◆ **Document extract**:
[Start of section]
The mild autumn conditions are extending the period of infection later into the year than would normally be expected, he points out. “The mild nights as well as the warm days are allowing for rapid multiplication – aphids can still take flight above 11 °C and this is what we are seeing in the field.”

Mr Watson notes that this is not yet being picked up from the suction trap data which might be partly due to the inevitable delay in collecting the data and getting it published.

However he reminds growers that the smaller the relative size of the crop infected the greater the impact on yield due to the lack of ability to compensate unlike a larger plant with plenty of tillers.

“This risk is normally the preserve of the early drilled crops with emergence coinciding with infection, yet this season it is the later drilled crops at risk as a result of the relatively wet October and resurgence of invading aphids.”

He warns that it could mean it is time for a follow up spray for the more advanced crops.

“Yet again, some of the surveys carried out suggest a relatively high proportion of aphids landing in the crop are also carrying virus. “

“There is also some noticeable interaction coming into play from crop colour,” he notes.

“The paler the plant the more likelihood aphids are being attracted to them. We know this is a real factor from previous studies where invading aphids are naturally draw to already infected individual plants, which enhances virus spread within the crop.”

He believes that the pale colouration this year could be as a consequence of nutritional shortages in newly emerged plants, or even the likes of volunteers oats with an wheat crop, of which there is plenty about this year, due to server shedding prior to harvest.

“This underlines the importance of being ahead of any potential deficiencies and keeping the crop as healthy as possible.”

When to spray?

“Once aphids have been observed within the crop, start counting for the 170-day degree spray threshold,” he says. “The exception is if large numbers are seen feeding on the crop, spray immediately, then start counting once reinvasion occurs.”

He notes that it is important to recognise that frosts cannot be relied on to kill these aphids.
[End of section]
[Localization data, one point per instance]
[Start of section]
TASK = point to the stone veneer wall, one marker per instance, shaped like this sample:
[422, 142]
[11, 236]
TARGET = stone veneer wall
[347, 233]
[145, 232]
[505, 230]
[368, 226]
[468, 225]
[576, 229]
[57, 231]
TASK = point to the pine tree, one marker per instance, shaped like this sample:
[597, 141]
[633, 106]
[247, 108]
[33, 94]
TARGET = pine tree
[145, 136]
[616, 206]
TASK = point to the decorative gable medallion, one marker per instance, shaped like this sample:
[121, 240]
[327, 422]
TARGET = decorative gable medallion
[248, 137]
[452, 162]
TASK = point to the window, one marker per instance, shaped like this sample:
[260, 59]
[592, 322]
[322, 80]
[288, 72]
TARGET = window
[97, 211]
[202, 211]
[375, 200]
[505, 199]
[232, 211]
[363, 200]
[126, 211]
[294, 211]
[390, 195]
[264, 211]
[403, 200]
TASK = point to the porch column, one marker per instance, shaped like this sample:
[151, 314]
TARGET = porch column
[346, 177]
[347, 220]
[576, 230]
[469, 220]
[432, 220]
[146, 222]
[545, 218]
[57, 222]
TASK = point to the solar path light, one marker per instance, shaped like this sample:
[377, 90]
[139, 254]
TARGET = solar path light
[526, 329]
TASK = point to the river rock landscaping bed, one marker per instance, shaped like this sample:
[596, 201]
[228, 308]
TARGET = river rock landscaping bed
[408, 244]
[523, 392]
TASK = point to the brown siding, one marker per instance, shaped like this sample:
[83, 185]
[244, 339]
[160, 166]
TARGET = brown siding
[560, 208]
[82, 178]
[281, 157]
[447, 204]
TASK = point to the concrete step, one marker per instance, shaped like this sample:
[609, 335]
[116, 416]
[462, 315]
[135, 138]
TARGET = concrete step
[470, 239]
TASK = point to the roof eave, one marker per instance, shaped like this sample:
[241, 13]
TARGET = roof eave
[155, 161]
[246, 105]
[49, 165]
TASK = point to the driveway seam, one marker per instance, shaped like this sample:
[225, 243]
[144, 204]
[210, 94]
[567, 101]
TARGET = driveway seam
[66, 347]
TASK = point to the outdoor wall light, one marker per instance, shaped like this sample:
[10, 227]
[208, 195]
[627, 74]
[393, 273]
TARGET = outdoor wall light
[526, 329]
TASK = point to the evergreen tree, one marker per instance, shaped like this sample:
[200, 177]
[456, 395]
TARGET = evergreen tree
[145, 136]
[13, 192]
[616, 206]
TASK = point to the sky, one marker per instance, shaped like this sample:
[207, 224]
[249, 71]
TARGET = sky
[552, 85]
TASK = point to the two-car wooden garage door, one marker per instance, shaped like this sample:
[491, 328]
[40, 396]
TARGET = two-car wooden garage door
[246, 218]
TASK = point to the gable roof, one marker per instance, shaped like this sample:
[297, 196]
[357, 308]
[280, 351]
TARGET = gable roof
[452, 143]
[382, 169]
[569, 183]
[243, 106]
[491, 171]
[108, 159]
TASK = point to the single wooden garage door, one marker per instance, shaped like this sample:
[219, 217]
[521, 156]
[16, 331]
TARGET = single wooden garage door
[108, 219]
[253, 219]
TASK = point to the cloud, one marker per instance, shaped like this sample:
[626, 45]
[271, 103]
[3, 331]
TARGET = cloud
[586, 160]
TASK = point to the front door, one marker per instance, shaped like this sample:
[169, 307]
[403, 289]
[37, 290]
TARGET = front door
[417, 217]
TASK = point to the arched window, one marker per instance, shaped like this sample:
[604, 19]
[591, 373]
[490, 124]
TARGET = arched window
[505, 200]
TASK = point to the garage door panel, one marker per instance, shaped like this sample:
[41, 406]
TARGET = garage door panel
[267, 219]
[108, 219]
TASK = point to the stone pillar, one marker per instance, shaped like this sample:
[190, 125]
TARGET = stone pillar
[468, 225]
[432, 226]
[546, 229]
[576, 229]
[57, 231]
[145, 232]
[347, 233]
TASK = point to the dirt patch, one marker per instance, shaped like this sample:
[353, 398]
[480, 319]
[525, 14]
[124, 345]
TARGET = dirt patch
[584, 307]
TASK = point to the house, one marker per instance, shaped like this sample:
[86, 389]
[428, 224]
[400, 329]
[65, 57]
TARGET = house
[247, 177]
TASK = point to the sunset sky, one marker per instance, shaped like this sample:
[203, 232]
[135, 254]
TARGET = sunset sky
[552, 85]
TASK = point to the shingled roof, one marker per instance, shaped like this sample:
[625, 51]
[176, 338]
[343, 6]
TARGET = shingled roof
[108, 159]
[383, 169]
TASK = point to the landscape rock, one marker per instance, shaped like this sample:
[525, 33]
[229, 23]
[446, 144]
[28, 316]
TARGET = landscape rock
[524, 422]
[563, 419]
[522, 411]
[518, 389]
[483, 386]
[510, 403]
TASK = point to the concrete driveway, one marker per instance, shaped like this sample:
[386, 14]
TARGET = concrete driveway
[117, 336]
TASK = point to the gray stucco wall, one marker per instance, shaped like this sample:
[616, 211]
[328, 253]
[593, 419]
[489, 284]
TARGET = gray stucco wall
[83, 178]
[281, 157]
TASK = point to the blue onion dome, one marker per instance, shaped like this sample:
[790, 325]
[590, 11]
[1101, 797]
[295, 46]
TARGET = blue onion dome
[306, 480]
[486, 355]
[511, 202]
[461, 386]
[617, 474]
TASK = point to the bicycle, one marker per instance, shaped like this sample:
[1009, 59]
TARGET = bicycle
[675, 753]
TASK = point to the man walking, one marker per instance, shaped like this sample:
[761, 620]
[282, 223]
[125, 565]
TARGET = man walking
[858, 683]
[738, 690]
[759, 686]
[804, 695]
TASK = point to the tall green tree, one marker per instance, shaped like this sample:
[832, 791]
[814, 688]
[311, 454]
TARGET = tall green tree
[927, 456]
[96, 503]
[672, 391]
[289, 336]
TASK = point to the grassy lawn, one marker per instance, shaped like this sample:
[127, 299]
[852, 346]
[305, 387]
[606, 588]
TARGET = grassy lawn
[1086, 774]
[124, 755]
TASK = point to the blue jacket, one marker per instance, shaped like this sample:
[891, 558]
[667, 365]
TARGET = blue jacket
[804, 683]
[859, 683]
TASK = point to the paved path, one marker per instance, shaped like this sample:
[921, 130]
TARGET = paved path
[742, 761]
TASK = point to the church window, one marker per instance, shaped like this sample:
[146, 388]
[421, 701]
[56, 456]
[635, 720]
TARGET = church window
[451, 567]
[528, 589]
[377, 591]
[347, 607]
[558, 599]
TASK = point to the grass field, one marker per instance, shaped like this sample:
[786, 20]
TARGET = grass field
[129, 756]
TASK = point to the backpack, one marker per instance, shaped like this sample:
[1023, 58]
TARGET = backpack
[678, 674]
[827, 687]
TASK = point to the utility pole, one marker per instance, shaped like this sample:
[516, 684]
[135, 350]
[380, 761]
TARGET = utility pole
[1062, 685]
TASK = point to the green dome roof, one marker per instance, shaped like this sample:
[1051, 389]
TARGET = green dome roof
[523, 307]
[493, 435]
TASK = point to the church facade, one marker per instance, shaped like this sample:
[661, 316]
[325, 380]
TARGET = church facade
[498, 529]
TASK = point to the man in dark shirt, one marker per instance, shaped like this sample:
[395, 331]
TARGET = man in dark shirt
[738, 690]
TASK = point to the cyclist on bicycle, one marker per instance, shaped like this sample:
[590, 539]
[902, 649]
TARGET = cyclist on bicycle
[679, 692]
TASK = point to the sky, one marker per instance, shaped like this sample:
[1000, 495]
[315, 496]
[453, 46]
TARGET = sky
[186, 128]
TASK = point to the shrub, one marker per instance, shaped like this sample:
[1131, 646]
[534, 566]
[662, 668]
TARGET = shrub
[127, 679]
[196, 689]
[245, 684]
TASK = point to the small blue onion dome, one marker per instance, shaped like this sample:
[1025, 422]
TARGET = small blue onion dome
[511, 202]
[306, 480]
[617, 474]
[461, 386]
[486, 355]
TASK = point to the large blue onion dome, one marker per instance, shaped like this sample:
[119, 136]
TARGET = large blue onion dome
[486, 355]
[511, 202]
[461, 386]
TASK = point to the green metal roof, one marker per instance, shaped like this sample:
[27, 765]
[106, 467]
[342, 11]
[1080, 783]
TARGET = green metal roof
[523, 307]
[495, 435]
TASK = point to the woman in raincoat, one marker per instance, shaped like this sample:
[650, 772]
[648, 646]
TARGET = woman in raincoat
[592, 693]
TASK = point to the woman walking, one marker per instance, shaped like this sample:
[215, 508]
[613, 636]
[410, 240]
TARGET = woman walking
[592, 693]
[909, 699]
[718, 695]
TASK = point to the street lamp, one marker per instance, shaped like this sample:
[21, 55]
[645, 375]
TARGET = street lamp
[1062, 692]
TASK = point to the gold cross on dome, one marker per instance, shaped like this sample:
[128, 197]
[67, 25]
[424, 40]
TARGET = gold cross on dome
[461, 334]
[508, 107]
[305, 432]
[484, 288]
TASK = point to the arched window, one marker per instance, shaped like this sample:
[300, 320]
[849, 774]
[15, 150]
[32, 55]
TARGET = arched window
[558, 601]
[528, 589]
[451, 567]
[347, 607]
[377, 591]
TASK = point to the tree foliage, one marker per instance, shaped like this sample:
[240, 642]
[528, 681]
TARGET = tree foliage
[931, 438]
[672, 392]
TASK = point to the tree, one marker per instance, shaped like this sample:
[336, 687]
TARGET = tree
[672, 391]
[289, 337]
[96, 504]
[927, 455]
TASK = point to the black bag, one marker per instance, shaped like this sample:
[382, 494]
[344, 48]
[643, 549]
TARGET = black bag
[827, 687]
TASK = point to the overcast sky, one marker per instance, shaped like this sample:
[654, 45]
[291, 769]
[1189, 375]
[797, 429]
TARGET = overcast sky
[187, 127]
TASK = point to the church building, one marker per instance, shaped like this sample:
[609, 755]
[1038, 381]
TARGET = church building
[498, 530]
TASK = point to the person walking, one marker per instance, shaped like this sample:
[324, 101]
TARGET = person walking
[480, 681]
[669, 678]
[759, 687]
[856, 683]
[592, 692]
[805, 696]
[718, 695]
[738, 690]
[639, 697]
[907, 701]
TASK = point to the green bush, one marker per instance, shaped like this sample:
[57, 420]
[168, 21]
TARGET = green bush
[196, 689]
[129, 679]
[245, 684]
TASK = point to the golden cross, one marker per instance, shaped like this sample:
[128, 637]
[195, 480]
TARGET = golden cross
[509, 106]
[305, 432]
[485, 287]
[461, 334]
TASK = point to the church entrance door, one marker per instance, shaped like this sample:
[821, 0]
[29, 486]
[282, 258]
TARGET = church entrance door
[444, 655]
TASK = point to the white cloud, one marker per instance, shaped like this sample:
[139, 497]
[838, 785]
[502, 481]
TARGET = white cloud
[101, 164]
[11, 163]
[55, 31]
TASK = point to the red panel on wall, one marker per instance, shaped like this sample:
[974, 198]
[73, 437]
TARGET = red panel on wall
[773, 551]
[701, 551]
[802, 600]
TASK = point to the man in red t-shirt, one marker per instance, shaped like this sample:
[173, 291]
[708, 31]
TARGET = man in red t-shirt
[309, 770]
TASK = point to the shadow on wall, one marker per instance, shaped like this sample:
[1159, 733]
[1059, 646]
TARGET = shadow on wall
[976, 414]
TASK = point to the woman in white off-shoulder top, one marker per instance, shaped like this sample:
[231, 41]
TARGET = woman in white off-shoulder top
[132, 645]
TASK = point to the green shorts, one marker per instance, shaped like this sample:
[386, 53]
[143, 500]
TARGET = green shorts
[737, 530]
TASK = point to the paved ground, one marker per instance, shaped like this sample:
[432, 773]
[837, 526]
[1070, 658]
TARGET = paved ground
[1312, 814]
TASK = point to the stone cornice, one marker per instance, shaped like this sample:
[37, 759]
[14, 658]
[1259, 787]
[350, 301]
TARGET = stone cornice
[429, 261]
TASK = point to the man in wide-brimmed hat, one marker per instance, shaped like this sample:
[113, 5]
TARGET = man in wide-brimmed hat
[End of section]
◆ **Work item**:
Carry on the article about aphid risk in autumn cereal crops from the point where it ends.

◆ **Reply to the task**:
“Firstly we have had very few so far this autumn and more significantly, the grain aphid needs frost below -5°C to kill half the population! Even with regards to the rose grain aphid this figure is -0.5 °C.”

Knowing exactly when is the right time to spray for optimum control is vital, says David Howard, Hutchinsons head of ICM. He recommends using the BYDV model in Omnia to map out predicted spray dates from when aphids are first seen in crops.

“It does this by using highly localised weather data in combination with cropping data already entered into Omnia to make treatment timings as accurate as they can be – on a field by field basis.”

He explains that the risk level is presented in a graph, and accrues degree days along the well respected 170 degree-day model for virus spread.

“The graph accrues thermal time and as it reaches 150-day degrees, it shows up as a warning period to alert growers that they’re approaching a key risk period.“

“An email alert can be set by the user at a time dictated by themselves, say 3 days before for example.”

“The model tracks when crops are drilled via the cropping data already entered in Omnia, and as with every different drilling date there is a different risk period.”

“This becomes particularly important where drilling is protracted or in years like this where there has been a degree of early drilling followed by a second period of much later drilling across many farms.”

“The model provides a report to illustrate the levels of risk across the whole season and associated treatments, which will become increasingly useful when it comes to justifying decision making in the future.”